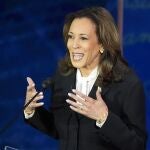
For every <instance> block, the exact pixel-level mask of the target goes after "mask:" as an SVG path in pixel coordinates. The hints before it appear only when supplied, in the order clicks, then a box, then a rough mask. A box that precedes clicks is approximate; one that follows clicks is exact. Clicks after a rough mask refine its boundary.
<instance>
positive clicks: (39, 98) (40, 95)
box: [26, 92, 44, 101]
mask: <svg viewBox="0 0 150 150" xmlns="http://www.w3.org/2000/svg"><path fill="white" fill-rule="evenodd" d="M33 96H34V95H33ZM33 96H30V97H29V95H28V96H27V98H26V99H27V101H30V100H31V99H32V97H33ZM43 98H44V96H43V92H40V93H39V94H38V95H37V96H36V97H35V98H34V100H33V101H37V100H40V99H43Z"/></svg>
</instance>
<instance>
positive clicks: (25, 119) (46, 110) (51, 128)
mask: <svg viewBox="0 0 150 150" xmlns="http://www.w3.org/2000/svg"><path fill="white" fill-rule="evenodd" d="M25 121H26V122H27V123H28V124H30V125H31V126H33V127H34V128H36V129H38V130H40V131H41V132H43V133H45V134H47V135H49V136H52V137H53V138H55V139H58V138H59V137H58V133H57V130H56V128H55V124H54V116H53V113H52V112H49V111H48V110H46V109H45V108H44V107H39V108H37V109H36V111H35V114H34V115H33V117H31V118H30V119H25Z"/></svg>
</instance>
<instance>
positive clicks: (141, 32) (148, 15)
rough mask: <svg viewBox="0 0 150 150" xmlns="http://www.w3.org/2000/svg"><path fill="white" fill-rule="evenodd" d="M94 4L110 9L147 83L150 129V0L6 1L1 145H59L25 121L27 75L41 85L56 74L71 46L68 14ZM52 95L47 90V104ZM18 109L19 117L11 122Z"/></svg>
mask: <svg viewBox="0 0 150 150" xmlns="http://www.w3.org/2000/svg"><path fill="white" fill-rule="evenodd" d="M89 6H103V7H105V8H107V9H108V10H109V11H110V12H111V14H112V15H113V17H114V18H115V21H116V23H117V24H118V26H119V29H120V35H121V36H122V45H123V46H122V50H123V55H124V56H125V58H126V59H127V60H128V62H129V64H130V66H132V68H134V70H135V71H136V73H137V74H138V76H139V77H140V78H141V80H142V82H143V85H144V88H145V94H146V107H147V131H148V133H150V67H149V66H150V15H149V14H150V1H149V0H142V1H140V0H125V1H124V2H123V0H82V2H81V1H80V0H75V1H73V0H55V1H50V0H21V1H20V0H11V1H10V0H0V150H3V149H4V147H5V146H11V147H14V148H16V149H18V150H35V149H36V150H41V149H44V150H48V149H50V150H57V149H58V143H57V141H56V140H54V139H52V138H51V137H48V136H47V135H44V134H43V133H40V132H39V131H37V130H35V129H33V128H32V127H30V126H29V125H27V124H25V123H24V119H23V114H22V106H23V105H24V98H25V91H26V86H27V83H26V77H27V76H30V77H32V78H33V80H34V81H35V82H36V84H37V87H40V84H41V82H42V81H43V80H44V79H45V78H47V77H48V76H51V75H52V74H53V73H54V71H55V69H56V67H57V62H58V60H59V59H60V58H62V57H63V56H64V54H65V51H66V49H65V46H64V43H63V38H62V28H63V23H64V17H65V15H66V14H68V13H69V12H72V11H76V10H78V9H81V8H84V7H89ZM118 6H119V7H118ZM118 14H119V15H118ZM49 99H50V92H49V91H47V92H45V99H44V102H45V107H47V108H48V106H49V104H50V101H49ZM16 114H17V115H19V116H17V119H16V120H15V121H13V123H9V125H8V124H7V123H8V122H9V121H10V120H11V119H12V118H14V117H15V116H16ZM137 117H138V116H137ZM147 150H150V140H149V138H148V144H147Z"/></svg>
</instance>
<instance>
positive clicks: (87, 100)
mask: <svg viewBox="0 0 150 150" xmlns="http://www.w3.org/2000/svg"><path fill="white" fill-rule="evenodd" d="M72 91H73V93H75V94H76V95H78V97H80V98H81V99H82V100H84V101H86V102H93V99H92V98H90V97H88V96H86V95H85V94H83V93H81V92H79V91H77V90H75V89H72Z"/></svg>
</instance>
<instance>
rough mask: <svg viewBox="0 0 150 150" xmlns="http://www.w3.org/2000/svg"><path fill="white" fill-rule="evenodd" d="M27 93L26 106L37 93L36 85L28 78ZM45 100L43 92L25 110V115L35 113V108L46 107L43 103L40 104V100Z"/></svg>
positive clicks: (29, 114)
mask: <svg viewBox="0 0 150 150" xmlns="http://www.w3.org/2000/svg"><path fill="white" fill-rule="evenodd" d="M27 82H28V86H27V91H26V100H25V104H26V103H27V102H28V101H29V100H30V99H31V98H32V97H33V96H34V95H35V94H36V93H37V91H36V89H35V83H34V82H33V80H32V79H31V78H30V77H27ZM41 99H43V92H40V93H39V94H38V95H37V96H36V97H35V98H34V100H33V101H32V102H31V103H30V104H29V106H28V107H27V108H26V109H25V113H27V114H28V115H30V114H32V113H33V112H34V111H35V108H37V107H40V106H42V105H44V103H43V102H38V101H39V100H41Z"/></svg>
◆ ◆ ◆ ◆ ◆
Please pick out every line of the entries above that contains the word "rough" and copy each one in full.

For every <instance> block, the exact pixel-level mask of the target goes after "mask:" as an SVG path in pixel coordinates. The hints before it appear only when supplied, in the order clicks, then a box, then a rough mask. A box that precedes clicks is approximate; one that follows clicks is exact. Clicks after a rough mask refine its boundary.
rough mask: <svg viewBox="0 0 150 150" xmlns="http://www.w3.org/2000/svg"><path fill="white" fill-rule="evenodd" d="M94 4L110 9L147 83L150 129V0L6 1L1 145H59L25 121L27 75L41 85L56 74L71 46L68 14ZM52 95L47 90V104ZM18 109L19 117L11 122Z"/></svg>
rough mask: <svg viewBox="0 0 150 150" xmlns="http://www.w3.org/2000/svg"><path fill="white" fill-rule="evenodd" d="M27 93L26 106L37 93L36 85L28 78ZM45 100L43 92L25 110V115L35 113V108L46 107L43 103L40 104V100Z"/></svg>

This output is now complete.